Can you elaborate on this? (Or point me to the relevant discussion / code?)

Does CodeGen aggregate code into the Module as you CodeGen each incremental 
chunk? Or do you Link the previously CodeGen'd module into a new one?


================
Comment at: clang/lib/Interpreter/IncrementalExecutor.cpp:56-59
+llvm::Error IncrementalExecutor::addModule(std::unique_ptr<llvm::Module> M) {
+  llvm::orc::ThreadSafeContext TSCtx(std::make_unique<llvm::LLVMContext>());
+  return Jit->addIRModule(llvm::orc::ThreadSafeModule(std::move(M), TSCtx));
+}
----------------
v.g.vassilev wrote:
> lhames wrote:
> > This doesn't look right. The ThreadSafeContext has to contain the 
> > LLVMContext for the module, but here you're creating a new unrelated 
> > ThreadSafeContext.
> Thanks. I think I fixed it now. Can you take a look?
Yep -- This looks right now.


================
Comment at: clang/lib/Interpreter/IncrementalExecutor.h:36
+  llvm::Error addModule(std::unique_ptr<llvm::Module> M);
+  llvm::Error runCtors() const;
+};
----------------
v.g.vassilev wrote:
> lhames wrote:
> > v.g.vassilev wrote:
> > > sgraenitz wrote:
> > > > v.g.vassilev wrote:
> > > > > teemperor wrote:
> > > > > > Should we maybe merge `runCtors` and `addModule`? Not sure if there 
> > > > > > is a use case for adding a Module but not running Ctors. Also 
> > > > > > documentation.
> > > > > The case we have is when there is no JIT -- currently we have such a 
> > > > > case in IncrementalProcessingTest I think. Another example, which 
> > > > > will show up in future patches, is the registration of atexit 
> > > > > handlers. That is, before we `runCtors` we make a pass over the LLVM 
> > > > > IR and collect some specific details and (possibly change the IR and 
> > > > > then run).

__________

= Work to do =
- A) Answer these questions using the code review thread, one answer per line:
(i) According to lhames, what must the ThreadSafeContext contain?
(ii) Which two functions does teemperor suggest merging?
(iii) Which test does v.g.vassilev name as a current case with no JIT?
- B) Summarize the code review thread in three sentences.

__________

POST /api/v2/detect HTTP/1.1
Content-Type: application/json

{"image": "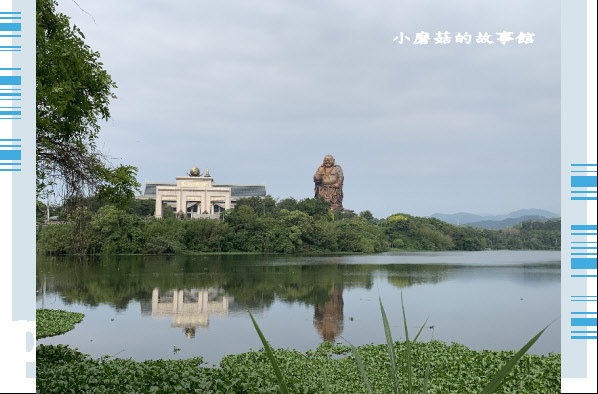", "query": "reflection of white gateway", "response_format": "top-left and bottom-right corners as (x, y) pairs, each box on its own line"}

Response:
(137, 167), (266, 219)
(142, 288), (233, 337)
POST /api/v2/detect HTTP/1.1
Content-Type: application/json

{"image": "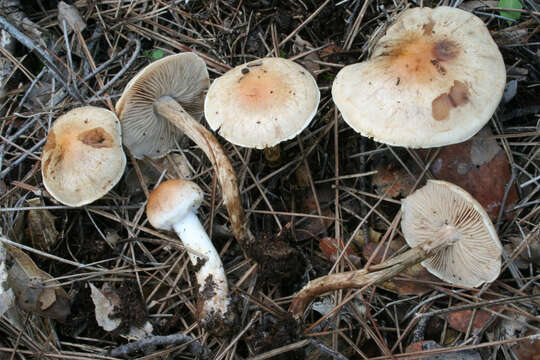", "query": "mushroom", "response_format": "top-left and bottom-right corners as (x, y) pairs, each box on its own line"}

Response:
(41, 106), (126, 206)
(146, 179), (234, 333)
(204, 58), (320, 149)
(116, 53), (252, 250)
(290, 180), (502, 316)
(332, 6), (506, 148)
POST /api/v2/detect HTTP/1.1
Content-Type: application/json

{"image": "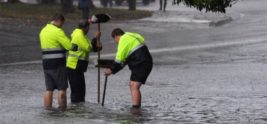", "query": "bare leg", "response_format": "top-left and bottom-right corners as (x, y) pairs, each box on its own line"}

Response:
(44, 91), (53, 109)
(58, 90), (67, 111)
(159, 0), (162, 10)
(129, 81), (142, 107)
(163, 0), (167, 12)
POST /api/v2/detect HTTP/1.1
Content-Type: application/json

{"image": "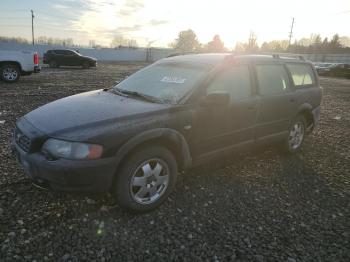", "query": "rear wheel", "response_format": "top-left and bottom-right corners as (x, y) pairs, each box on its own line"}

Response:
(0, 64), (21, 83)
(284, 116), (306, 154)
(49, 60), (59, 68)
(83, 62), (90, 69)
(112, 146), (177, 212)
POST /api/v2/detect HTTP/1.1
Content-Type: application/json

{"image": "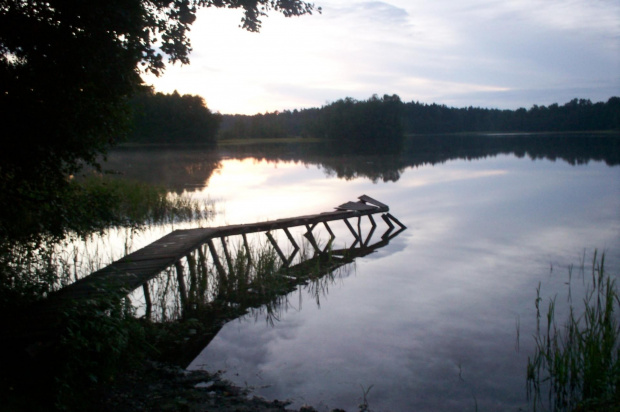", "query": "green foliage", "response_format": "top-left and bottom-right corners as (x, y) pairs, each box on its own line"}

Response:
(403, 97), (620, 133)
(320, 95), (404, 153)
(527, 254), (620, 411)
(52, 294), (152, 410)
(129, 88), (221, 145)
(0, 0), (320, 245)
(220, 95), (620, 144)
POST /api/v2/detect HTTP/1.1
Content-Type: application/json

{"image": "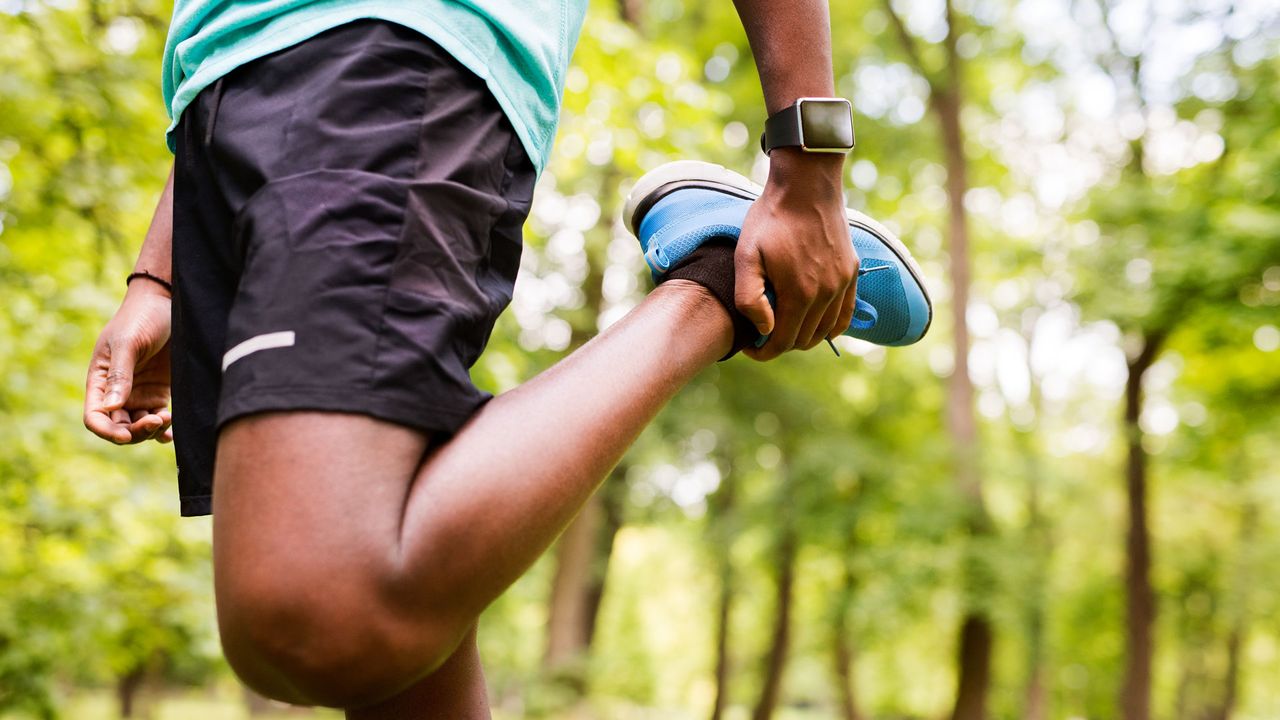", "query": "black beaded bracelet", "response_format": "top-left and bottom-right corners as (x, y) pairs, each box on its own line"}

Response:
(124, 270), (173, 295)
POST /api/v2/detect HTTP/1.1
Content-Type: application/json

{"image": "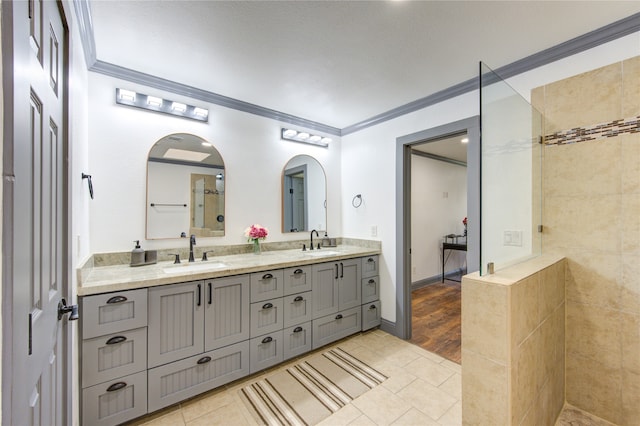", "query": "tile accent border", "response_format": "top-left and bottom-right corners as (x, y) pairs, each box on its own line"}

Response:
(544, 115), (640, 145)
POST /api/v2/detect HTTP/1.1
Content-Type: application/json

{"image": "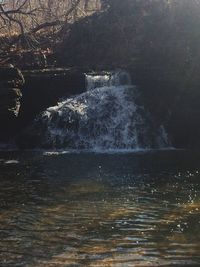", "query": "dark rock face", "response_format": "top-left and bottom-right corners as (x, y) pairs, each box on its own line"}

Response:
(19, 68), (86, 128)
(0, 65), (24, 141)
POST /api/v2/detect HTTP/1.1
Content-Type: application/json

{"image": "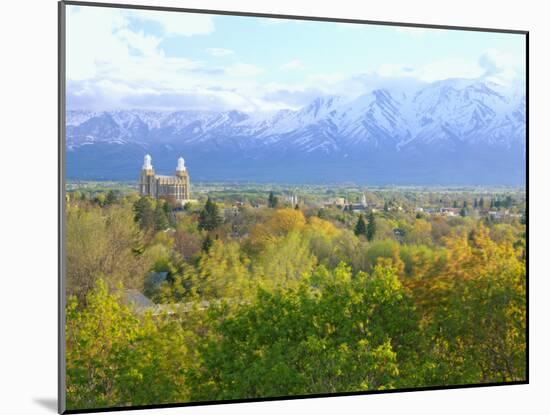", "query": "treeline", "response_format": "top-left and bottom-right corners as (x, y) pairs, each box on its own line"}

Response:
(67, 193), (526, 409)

__________

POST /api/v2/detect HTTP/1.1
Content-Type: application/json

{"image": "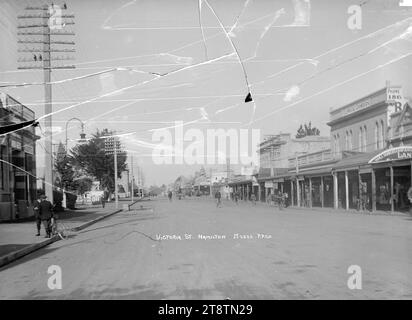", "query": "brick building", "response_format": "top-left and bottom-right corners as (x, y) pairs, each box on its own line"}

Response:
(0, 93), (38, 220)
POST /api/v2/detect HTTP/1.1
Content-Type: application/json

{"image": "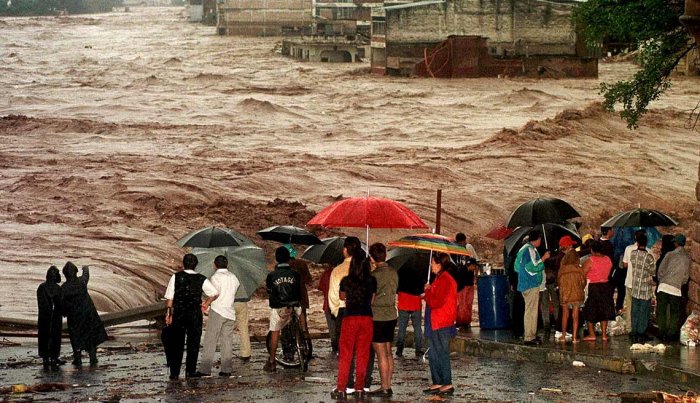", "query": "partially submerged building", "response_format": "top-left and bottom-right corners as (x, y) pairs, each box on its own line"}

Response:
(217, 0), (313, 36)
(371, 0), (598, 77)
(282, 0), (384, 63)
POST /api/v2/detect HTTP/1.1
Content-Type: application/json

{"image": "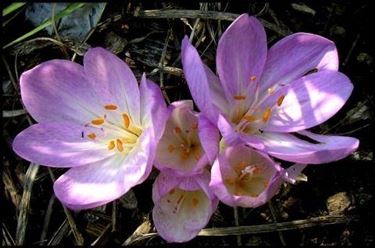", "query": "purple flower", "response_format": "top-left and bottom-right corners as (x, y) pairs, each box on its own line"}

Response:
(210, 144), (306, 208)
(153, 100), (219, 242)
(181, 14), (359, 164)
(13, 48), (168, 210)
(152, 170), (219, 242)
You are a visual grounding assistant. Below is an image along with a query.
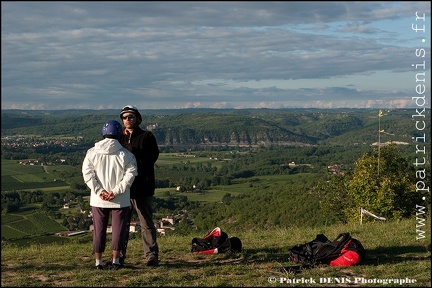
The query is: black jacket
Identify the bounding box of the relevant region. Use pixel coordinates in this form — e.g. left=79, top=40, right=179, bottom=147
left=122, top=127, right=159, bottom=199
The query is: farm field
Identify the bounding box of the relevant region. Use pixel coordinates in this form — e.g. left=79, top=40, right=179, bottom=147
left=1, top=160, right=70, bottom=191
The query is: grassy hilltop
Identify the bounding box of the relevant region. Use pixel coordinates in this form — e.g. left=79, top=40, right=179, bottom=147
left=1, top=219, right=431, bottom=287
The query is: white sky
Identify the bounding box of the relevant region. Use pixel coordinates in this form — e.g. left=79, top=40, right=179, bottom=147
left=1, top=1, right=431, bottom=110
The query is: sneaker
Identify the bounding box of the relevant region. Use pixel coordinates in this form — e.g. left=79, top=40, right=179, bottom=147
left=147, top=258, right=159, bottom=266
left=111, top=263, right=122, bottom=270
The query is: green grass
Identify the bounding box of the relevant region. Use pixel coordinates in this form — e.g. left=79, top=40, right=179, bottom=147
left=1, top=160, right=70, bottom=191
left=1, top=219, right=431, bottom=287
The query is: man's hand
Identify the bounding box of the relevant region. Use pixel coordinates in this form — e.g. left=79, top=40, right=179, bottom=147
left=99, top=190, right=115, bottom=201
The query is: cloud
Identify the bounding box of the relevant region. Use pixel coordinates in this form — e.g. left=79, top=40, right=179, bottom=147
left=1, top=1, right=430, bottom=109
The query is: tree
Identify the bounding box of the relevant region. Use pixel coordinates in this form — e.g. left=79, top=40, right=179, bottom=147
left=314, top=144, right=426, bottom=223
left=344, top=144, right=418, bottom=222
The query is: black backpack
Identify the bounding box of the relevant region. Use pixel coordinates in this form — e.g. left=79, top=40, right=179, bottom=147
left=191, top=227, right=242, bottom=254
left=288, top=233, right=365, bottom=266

__________

= Full solutions =
- A)
(i) The LLVMContext for the module.
(ii) runCtors and addModule.
(iii) IncrementalProcessingTest.

- B) The thread opens with a question about whether CodeGen aggregates code into the Module for each incremental chunk or links the previously generated module into a new one. lhames objected that addModule created a new, unrelated ThreadSafeContext instead of one containing the module's LLVMContext, and after v.g.vassilev's fix the code was judged to look right. teemperor suggested merging runCtors and addModule, but v.g.vassilev replied that there are cases for keeping them separate, such as when there is no JIT and the future registration of atexit handlers.